(Data listing)
Start

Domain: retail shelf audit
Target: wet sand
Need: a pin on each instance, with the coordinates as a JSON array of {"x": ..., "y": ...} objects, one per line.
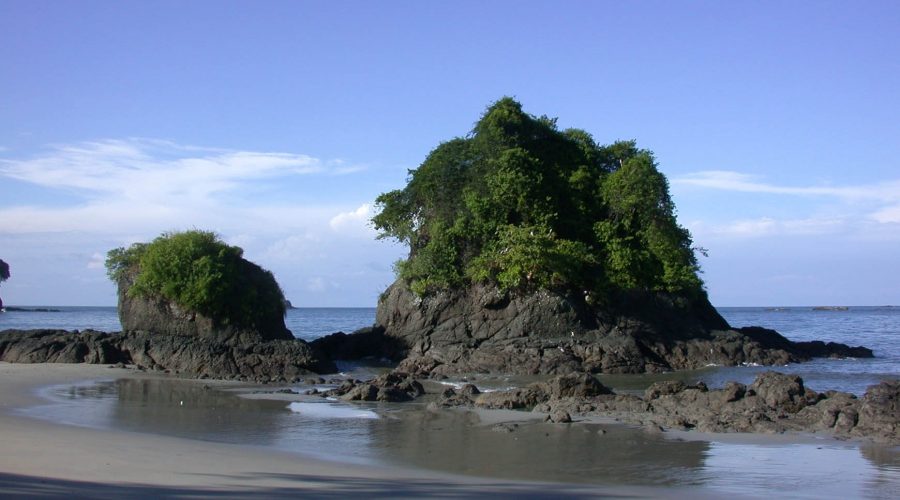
[{"x": 42, "y": 458}]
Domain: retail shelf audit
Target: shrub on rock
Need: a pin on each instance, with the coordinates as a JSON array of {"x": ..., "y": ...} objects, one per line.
[{"x": 193, "y": 283}]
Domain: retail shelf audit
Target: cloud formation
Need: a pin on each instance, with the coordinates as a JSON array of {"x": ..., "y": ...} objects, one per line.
[
  {"x": 138, "y": 185},
  {"x": 845, "y": 207},
  {"x": 740, "y": 182}
]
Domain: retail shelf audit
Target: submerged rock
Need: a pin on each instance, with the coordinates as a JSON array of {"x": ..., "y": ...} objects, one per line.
[
  {"x": 483, "y": 330},
  {"x": 190, "y": 356},
  {"x": 774, "y": 403}
]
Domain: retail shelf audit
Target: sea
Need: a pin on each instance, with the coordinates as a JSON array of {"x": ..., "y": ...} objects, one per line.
[
  {"x": 468, "y": 443},
  {"x": 875, "y": 327}
]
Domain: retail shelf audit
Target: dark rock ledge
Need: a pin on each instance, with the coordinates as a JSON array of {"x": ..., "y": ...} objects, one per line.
[
  {"x": 773, "y": 403},
  {"x": 186, "y": 355},
  {"x": 483, "y": 330}
]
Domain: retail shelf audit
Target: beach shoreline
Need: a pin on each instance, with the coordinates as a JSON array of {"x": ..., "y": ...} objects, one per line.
[{"x": 44, "y": 458}]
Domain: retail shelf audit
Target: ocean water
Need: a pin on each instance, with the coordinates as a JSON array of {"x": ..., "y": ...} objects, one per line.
[
  {"x": 877, "y": 328},
  {"x": 307, "y": 323},
  {"x": 470, "y": 443}
]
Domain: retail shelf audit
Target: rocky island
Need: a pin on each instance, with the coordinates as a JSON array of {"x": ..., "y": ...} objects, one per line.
[
  {"x": 532, "y": 251},
  {"x": 188, "y": 304}
]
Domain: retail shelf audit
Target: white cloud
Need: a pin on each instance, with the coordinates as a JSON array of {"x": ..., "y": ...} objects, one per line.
[
  {"x": 735, "y": 181},
  {"x": 98, "y": 261},
  {"x": 141, "y": 186},
  {"x": 147, "y": 171},
  {"x": 315, "y": 284},
  {"x": 355, "y": 222},
  {"x": 768, "y": 226},
  {"x": 887, "y": 215}
]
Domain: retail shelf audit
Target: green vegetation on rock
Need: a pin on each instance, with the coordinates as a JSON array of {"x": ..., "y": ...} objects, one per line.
[
  {"x": 4, "y": 271},
  {"x": 199, "y": 272},
  {"x": 524, "y": 205}
]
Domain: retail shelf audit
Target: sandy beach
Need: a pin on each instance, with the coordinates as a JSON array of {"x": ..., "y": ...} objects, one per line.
[{"x": 44, "y": 459}]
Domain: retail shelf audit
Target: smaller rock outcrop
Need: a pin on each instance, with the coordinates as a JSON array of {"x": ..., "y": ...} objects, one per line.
[
  {"x": 392, "y": 387},
  {"x": 190, "y": 356},
  {"x": 155, "y": 314}
]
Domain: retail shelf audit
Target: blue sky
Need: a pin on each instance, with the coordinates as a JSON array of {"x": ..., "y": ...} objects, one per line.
[{"x": 277, "y": 124}]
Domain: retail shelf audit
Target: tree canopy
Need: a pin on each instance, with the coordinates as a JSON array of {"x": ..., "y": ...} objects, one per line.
[
  {"x": 199, "y": 272},
  {"x": 519, "y": 203}
]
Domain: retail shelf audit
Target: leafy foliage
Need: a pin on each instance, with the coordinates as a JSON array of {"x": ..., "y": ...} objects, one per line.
[
  {"x": 199, "y": 272},
  {"x": 519, "y": 203}
]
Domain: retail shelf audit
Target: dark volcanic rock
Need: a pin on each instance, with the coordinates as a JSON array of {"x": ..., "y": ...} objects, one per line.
[
  {"x": 191, "y": 356},
  {"x": 482, "y": 330},
  {"x": 774, "y": 403},
  {"x": 60, "y": 346},
  {"x": 364, "y": 343},
  {"x": 394, "y": 387}
]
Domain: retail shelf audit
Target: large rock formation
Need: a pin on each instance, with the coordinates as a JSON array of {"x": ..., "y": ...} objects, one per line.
[
  {"x": 482, "y": 330},
  {"x": 158, "y": 315},
  {"x": 190, "y": 356}
]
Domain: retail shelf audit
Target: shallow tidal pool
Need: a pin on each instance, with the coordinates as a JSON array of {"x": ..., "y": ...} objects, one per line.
[{"x": 497, "y": 444}]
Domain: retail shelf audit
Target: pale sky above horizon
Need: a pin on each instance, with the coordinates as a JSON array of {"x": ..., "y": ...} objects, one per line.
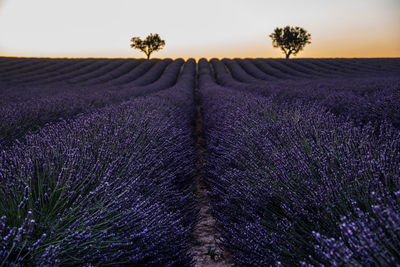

End

Show every line in the data above that contains the string "formation".

Target: cloud formation
Target: large rock formation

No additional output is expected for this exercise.